### Work required
Copy the lines from the one containing "Task: indicate the bread roll" through the one containing "x=449 y=283", inclusive, and put "mark" wherever "indicate" appears, changing nothing else.

— start Stored rows —

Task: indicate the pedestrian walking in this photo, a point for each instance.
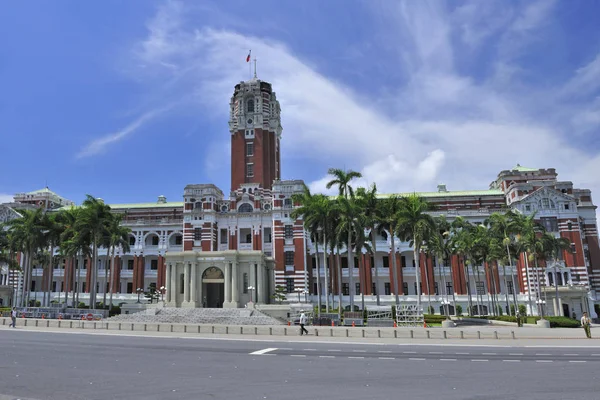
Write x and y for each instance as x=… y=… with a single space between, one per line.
x=13 y=317
x=586 y=324
x=302 y=322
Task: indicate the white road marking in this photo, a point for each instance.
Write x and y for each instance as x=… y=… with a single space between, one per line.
x=264 y=351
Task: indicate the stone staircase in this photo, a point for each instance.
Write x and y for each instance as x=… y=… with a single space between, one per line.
x=220 y=316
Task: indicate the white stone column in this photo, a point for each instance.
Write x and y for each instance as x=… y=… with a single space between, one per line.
x=260 y=284
x=186 y=282
x=235 y=289
x=227 y=282
x=169 y=285
x=193 y=284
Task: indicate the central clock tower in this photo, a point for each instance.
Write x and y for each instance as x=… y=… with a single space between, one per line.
x=255 y=127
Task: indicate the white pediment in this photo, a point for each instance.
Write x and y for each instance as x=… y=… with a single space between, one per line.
x=7 y=214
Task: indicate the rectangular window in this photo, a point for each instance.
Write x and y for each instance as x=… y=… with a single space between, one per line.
x=224 y=236
x=289 y=231
x=267 y=235
x=480 y=287
x=289 y=258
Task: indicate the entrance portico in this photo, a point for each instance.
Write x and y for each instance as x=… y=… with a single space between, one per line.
x=218 y=279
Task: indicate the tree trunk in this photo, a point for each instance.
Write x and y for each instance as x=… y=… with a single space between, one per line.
x=374 y=243
x=326 y=273
x=350 y=267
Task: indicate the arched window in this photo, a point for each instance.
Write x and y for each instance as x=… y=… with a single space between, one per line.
x=245 y=208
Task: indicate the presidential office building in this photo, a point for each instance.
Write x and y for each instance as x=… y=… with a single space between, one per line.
x=213 y=250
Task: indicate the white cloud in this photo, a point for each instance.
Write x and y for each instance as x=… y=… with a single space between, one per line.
x=6 y=198
x=98 y=146
x=440 y=126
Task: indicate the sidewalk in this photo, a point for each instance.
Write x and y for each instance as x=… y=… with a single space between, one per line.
x=477 y=335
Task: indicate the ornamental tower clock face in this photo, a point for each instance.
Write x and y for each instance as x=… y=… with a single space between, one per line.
x=255 y=128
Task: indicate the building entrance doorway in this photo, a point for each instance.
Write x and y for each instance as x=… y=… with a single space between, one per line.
x=213 y=288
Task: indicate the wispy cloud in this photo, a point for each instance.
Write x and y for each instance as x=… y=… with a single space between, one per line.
x=443 y=124
x=100 y=145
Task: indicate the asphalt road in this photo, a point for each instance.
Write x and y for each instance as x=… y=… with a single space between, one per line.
x=35 y=365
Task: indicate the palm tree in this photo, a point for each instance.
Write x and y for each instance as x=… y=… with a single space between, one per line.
x=342 y=180
x=415 y=225
x=118 y=237
x=26 y=236
x=94 y=224
x=388 y=221
x=371 y=207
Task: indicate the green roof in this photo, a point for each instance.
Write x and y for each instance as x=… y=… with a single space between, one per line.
x=457 y=193
x=523 y=169
x=175 y=204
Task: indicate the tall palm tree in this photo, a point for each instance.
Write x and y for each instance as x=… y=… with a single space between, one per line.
x=371 y=207
x=94 y=224
x=415 y=225
x=342 y=180
x=388 y=221
x=118 y=237
x=26 y=236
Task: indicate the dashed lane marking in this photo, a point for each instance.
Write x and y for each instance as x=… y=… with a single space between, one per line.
x=264 y=351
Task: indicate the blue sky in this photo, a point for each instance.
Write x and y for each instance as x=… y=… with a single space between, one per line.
x=129 y=100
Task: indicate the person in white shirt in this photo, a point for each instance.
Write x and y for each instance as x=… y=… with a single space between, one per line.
x=586 y=324
x=302 y=322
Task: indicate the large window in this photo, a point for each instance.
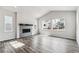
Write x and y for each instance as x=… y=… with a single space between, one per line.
x=54 y=24
x=8 y=24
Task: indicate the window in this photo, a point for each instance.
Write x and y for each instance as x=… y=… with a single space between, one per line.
x=53 y=24
x=8 y=24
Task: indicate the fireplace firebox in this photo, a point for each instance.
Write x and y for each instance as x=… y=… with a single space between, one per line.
x=25 y=30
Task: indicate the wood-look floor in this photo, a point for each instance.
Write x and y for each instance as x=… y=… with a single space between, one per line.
x=41 y=44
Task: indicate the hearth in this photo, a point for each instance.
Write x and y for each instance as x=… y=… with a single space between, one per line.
x=25 y=30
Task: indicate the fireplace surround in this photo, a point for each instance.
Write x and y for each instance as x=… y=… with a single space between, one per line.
x=25 y=30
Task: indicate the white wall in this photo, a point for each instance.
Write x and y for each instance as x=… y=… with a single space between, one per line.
x=26 y=17
x=70 y=27
x=77 y=26
x=6 y=35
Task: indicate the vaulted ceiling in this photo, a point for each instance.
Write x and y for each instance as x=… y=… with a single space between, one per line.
x=38 y=11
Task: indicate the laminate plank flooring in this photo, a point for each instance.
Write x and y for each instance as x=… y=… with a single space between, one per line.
x=40 y=44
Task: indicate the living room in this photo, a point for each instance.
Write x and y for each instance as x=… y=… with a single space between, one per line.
x=39 y=29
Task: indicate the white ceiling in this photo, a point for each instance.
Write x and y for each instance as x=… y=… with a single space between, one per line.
x=38 y=11
x=15 y=8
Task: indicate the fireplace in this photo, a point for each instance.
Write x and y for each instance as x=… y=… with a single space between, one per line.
x=25 y=30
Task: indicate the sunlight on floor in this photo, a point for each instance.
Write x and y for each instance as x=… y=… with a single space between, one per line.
x=16 y=44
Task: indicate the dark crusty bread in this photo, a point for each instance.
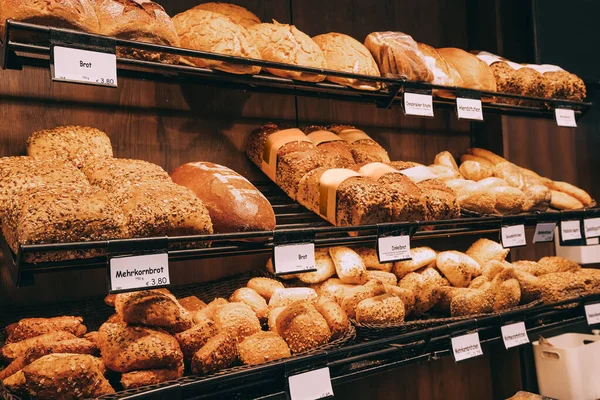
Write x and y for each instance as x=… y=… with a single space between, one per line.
x=80 y=145
x=70 y=14
x=234 y=204
x=139 y=20
x=359 y=200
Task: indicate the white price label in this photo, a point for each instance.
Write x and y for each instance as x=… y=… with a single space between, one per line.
x=565 y=117
x=570 y=230
x=591 y=227
x=311 y=385
x=514 y=335
x=393 y=248
x=592 y=313
x=292 y=258
x=418 y=104
x=544 y=232
x=469 y=109
x=513 y=236
x=139 y=272
x=84 y=66
x=466 y=346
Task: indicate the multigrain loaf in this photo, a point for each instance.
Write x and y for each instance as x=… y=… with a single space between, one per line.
x=215 y=33
x=237 y=14
x=141 y=21
x=364 y=149
x=80 y=145
x=397 y=54
x=358 y=200
x=286 y=44
x=70 y=14
x=346 y=54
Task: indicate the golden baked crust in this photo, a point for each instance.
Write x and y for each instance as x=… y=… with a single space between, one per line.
x=263 y=347
x=139 y=20
x=80 y=145
x=346 y=54
x=218 y=353
x=286 y=44
x=302 y=327
x=237 y=14
x=70 y=14
x=215 y=33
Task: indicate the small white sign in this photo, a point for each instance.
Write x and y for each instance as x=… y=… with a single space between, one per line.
x=393 y=248
x=513 y=236
x=514 y=335
x=311 y=385
x=570 y=230
x=418 y=104
x=469 y=109
x=592 y=313
x=466 y=346
x=565 y=117
x=292 y=258
x=544 y=232
x=84 y=66
x=139 y=272
x=591 y=227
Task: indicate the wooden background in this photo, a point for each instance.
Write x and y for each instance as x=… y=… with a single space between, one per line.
x=170 y=124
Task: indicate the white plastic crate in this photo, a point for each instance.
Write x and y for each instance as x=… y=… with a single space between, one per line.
x=570 y=368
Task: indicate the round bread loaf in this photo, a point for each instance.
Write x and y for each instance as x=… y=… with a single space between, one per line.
x=382 y=309
x=70 y=14
x=286 y=44
x=253 y=300
x=237 y=320
x=303 y=327
x=346 y=54
x=208 y=31
x=237 y=14
x=218 y=353
x=265 y=286
x=139 y=20
x=263 y=347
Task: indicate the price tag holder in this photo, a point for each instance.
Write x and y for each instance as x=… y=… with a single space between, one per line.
x=513 y=236
x=565 y=117
x=311 y=385
x=418 y=104
x=592 y=313
x=570 y=230
x=393 y=242
x=469 y=109
x=544 y=232
x=80 y=58
x=591 y=227
x=514 y=335
x=294 y=252
x=466 y=346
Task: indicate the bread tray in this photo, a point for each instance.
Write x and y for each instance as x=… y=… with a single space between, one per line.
x=376 y=331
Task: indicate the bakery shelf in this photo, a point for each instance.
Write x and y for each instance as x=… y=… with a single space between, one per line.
x=28 y=44
x=291 y=218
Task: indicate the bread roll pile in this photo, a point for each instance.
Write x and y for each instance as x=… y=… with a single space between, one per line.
x=447 y=283
x=489 y=184
x=346 y=177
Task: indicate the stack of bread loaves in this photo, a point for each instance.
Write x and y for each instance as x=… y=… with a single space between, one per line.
x=489 y=184
x=346 y=177
x=449 y=283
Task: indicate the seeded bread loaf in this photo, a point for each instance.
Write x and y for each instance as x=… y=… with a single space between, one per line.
x=80 y=145
x=139 y=20
x=70 y=14
x=212 y=32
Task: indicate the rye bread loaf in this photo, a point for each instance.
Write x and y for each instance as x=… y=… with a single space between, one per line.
x=234 y=204
x=139 y=20
x=358 y=200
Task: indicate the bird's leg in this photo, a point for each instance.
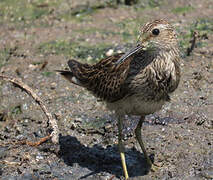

— end Stored rows —

### Exercise output
Task: mark the bread roll pile in this photo, a point for each instance.
Write x and y for each instance as x=… y=… with a single space between, one per line.
x=447 y=283
x=489 y=184
x=346 y=177
Task: mark the stack of bread loaves in this photo, a point for each instance.
Write x and y for each instance as x=… y=… with a single space between, one per line.
x=489 y=184
x=346 y=177
x=449 y=283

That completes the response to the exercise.